* _TEXTE DU DOCUMENT_:
Votre défi du jour, Philippe, va être de courir un marathon en 8 minutes. Parce qu'aujourd'hui, nous allons parler de pratique sportive adaptée aux personnes handicapées. C'est votre rayon et vous pourriez tenir pendant des heures. Alors top départ !
Evidemment, le sport c'est ce qui m'a permis de survivre. Avant mon accident, j'étais un sportif canapé, sélectionneur et entraîneur de toutes les équipes sportives du monde devant ma télé. Et puis mon accident, mes amputations successives, des heures d'inertie dans ma chambre d'hôpital... Et, un jour, je vois une jeune fille qui traverse la Manche à la nage. C'est le déclic. Je me dis : « Un jour, moi aussi, je traverserai la Manche à la nage ! ». Ce défi sportif m'a probablement sauvé la vie... Alors j'ai la conviction profonde que le sport peut aider d'autres personnes handicapées et améliorer considérablement leurs conditions de vie.
Cette chronique n'a pas été choisie par hasard puisque du 7 au 16 mars auront lieu, à Sochi, en Russie, les Jeux paralympiques d'hiver. Mais ce n'est pas des sportifs de haut niveau que vous souhaitez nous parler mais de la pratique pour tous.
Oui parce que le sport, dans le parcours de vie d'une personne handicapée, c'est vraiment le parent pauvre. On soigne, on répare, on entretient les corps mais on ignore encore trop souvent que le sport peut être un formidable moteur de résilience et de dépassement de soi. 25% des jeunes en situation de handicap déclarent n'avoir pas pris part régulièrement (au moins 10 fois), à une activité sportive, que ce soit à l'école ou en dehors, pendant la dernière année écoulée, contre seulement 6% de la population générale.
Le plus souvent, les élèves handicapés scolarisés en milieu ordinaire sont dispensés de cours de gym, faute d'encadrement et d'infrastructures adaptées.
Oui. Et pour les activités extra-scolaires, ce n'est pas mieux. En France, lorsque les familles essaient de sociabiliser leurs enfants autrement, dans les clubs de sports en milieu ordinaire, les portes s'ouvrent très difficilement. Même en Chine, où l'on ne peut pas dire que l'humain soit une priorité, 25% des personnes handicapées ont une licence sportive. En France, seulement 1% ! Evidemment, ça bouge, mais tellement lentement... Un accord vient, par exemple, d'être conclu avec la fédération française d'athlétisme dans lequel elle s'engage à ne pas refuser d'enfants autistes dans ses clubs.
Pourtant, toutes les associations de personnes handicapées s'entendent à dire que le sport est une composante essentielle pour le bien-être à la fois physique et mental.
Oui, c'est vraiment un dénominateur commun. La fondation ARSEP, par exemple, qui finance la recherche sur la sclérose en plaques, a lancé une grande campagne « Solidaires en peloton » qui affirme que, pour les personnes atteintes par cette maladie particulièrement invalidante, le sport, c'est excellent !

* _CONSIGNES_:
(a) Mettez à jour le passage de la chronique sur le sport et le handicap allant de "Cette chronique n'a" à "la population générale." en remplaçant "Sochi" par "Sotchi".
(b) Répondez à ces questions sur la chronique sur le sport et le handicap :
(i) À quelles dates auront lieu les Jeux paralympiques d'hiver ?
(ii) Quel pourcentage des personnes handicapées ont une licence sportive en France ?
(iii) Quel est le nom de la campagne lancée par la fondation ARSEP ?

* _DONNÉES FOURNIES_:
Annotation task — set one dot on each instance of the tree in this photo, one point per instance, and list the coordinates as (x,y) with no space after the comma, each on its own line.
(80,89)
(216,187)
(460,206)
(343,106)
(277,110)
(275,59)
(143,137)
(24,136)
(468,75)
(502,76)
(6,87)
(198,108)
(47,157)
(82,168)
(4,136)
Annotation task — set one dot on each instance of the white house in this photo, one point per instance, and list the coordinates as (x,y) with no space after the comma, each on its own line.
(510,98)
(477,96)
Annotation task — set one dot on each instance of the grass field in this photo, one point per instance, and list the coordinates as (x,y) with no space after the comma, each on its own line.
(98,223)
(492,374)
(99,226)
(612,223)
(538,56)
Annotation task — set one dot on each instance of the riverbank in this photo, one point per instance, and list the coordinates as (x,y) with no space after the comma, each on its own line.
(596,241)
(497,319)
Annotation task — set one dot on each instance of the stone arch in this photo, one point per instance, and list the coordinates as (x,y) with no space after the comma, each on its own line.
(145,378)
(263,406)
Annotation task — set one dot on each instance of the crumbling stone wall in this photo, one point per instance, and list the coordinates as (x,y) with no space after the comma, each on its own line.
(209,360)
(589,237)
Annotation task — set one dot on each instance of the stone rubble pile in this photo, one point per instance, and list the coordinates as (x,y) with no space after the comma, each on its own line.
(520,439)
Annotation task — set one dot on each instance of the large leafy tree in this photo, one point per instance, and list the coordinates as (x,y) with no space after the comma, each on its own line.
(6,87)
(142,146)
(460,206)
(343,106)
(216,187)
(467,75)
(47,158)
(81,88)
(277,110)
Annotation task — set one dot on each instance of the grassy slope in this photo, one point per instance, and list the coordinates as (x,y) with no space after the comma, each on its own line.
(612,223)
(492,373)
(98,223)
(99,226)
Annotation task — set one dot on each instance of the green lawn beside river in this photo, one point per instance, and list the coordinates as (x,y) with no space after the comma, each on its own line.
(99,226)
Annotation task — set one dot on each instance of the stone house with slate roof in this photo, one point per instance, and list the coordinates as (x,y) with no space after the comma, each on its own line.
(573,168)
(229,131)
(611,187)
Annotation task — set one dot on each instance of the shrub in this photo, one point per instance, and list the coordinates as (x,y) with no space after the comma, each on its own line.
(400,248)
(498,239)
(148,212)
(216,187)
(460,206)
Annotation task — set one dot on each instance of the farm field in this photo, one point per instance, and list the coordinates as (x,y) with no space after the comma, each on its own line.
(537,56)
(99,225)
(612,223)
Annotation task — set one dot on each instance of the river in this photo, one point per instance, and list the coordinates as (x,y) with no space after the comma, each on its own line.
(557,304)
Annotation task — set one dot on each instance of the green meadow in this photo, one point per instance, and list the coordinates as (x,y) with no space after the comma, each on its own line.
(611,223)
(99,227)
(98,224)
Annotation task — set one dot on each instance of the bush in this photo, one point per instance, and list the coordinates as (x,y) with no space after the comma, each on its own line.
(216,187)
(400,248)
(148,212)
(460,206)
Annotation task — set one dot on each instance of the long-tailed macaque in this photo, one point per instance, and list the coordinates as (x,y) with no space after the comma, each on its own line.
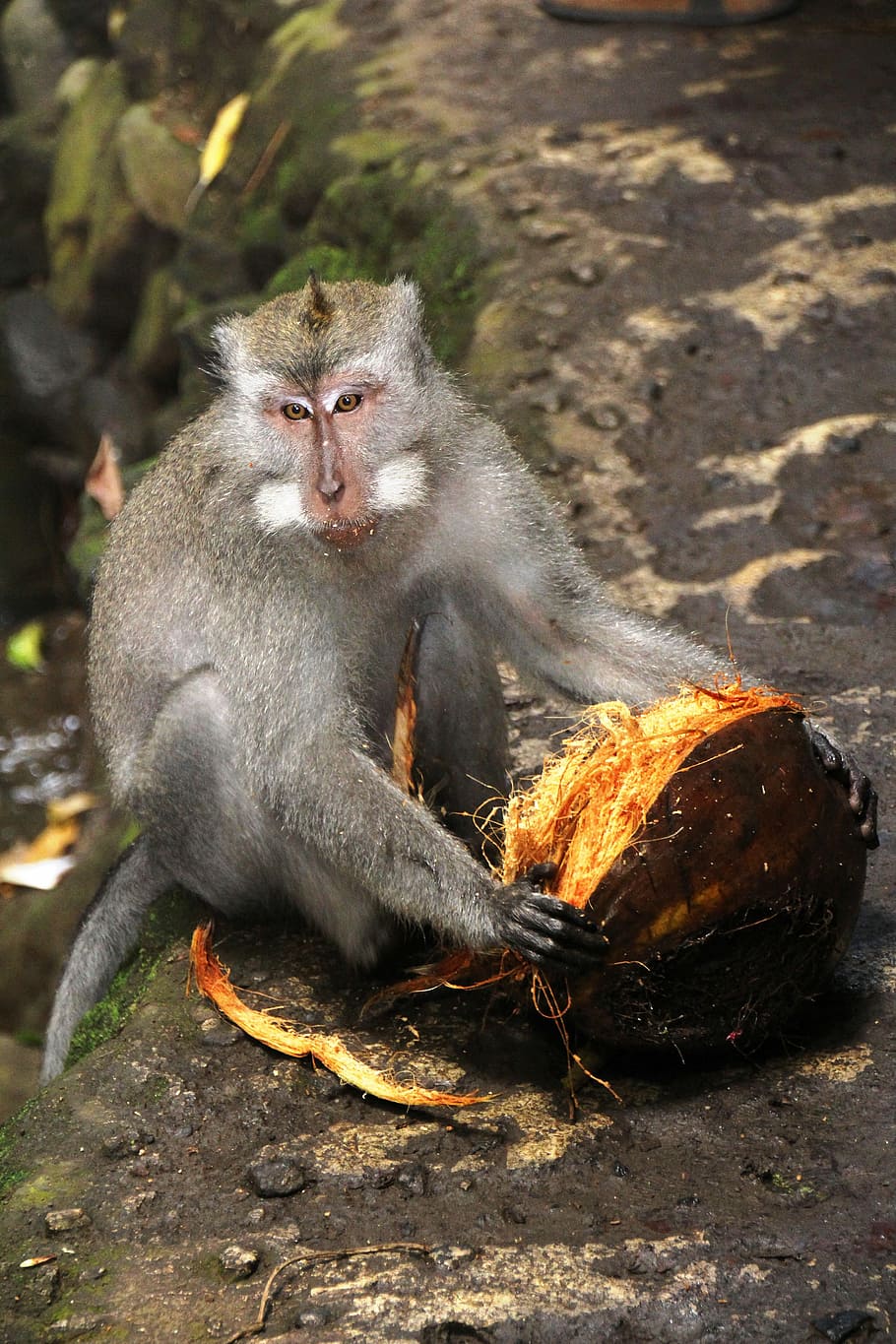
(249,622)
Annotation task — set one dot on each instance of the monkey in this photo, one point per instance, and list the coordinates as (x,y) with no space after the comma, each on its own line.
(247,625)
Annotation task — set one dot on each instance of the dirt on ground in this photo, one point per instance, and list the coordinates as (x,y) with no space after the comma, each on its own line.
(693,331)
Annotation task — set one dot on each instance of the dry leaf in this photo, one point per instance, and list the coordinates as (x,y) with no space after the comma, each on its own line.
(43,864)
(403,738)
(63,809)
(40,875)
(102,481)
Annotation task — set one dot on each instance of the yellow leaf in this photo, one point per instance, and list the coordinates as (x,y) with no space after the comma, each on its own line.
(220,144)
(23,648)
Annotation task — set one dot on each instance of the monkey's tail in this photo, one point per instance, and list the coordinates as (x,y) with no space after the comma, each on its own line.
(107,932)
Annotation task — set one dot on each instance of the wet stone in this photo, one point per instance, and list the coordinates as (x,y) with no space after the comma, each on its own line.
(128,1144)
(220,1033)
(74,1325)
(40,1286)
(276,1174)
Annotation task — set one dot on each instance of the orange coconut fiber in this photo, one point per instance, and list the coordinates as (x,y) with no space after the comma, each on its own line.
(591,800)
(277,1034)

* _RÉPONSES AUX ACTIVITÉS_:
(a)
Cette chronique n'a pas été choisie par hasard puisque du 7 au 16 mars auront lieu, à Sotchi, en Russie, les Jeux paralympiques d'hiver. Mais ce n'est pas des sportifs de haut niveau que vous souhaitez nous parler mais de la pratique pour tous.
Oui parce que le sport, dans le parcours de vie d'une personne handicapée, c'est vraiment le parent pauvre. On soigne, on répare, on entretient les corps mais on ignore encore trop souvent que le sport peut être un formidable moteur de résilience et de dépassement de soi. 25% des jeunes en situation de handicap déclarent n'avoir pas pris part régulièrement (au moins 10 fois), à une activité sportive, que ce soit à l'école ou en dehors, pendant la dernière année écoulée, contre seulement 6% de la population générale.

(b)
(i) Du 7 au 16 mars.
(ii) Seulement 1 %.
(iii) « Solidaires en peloton ».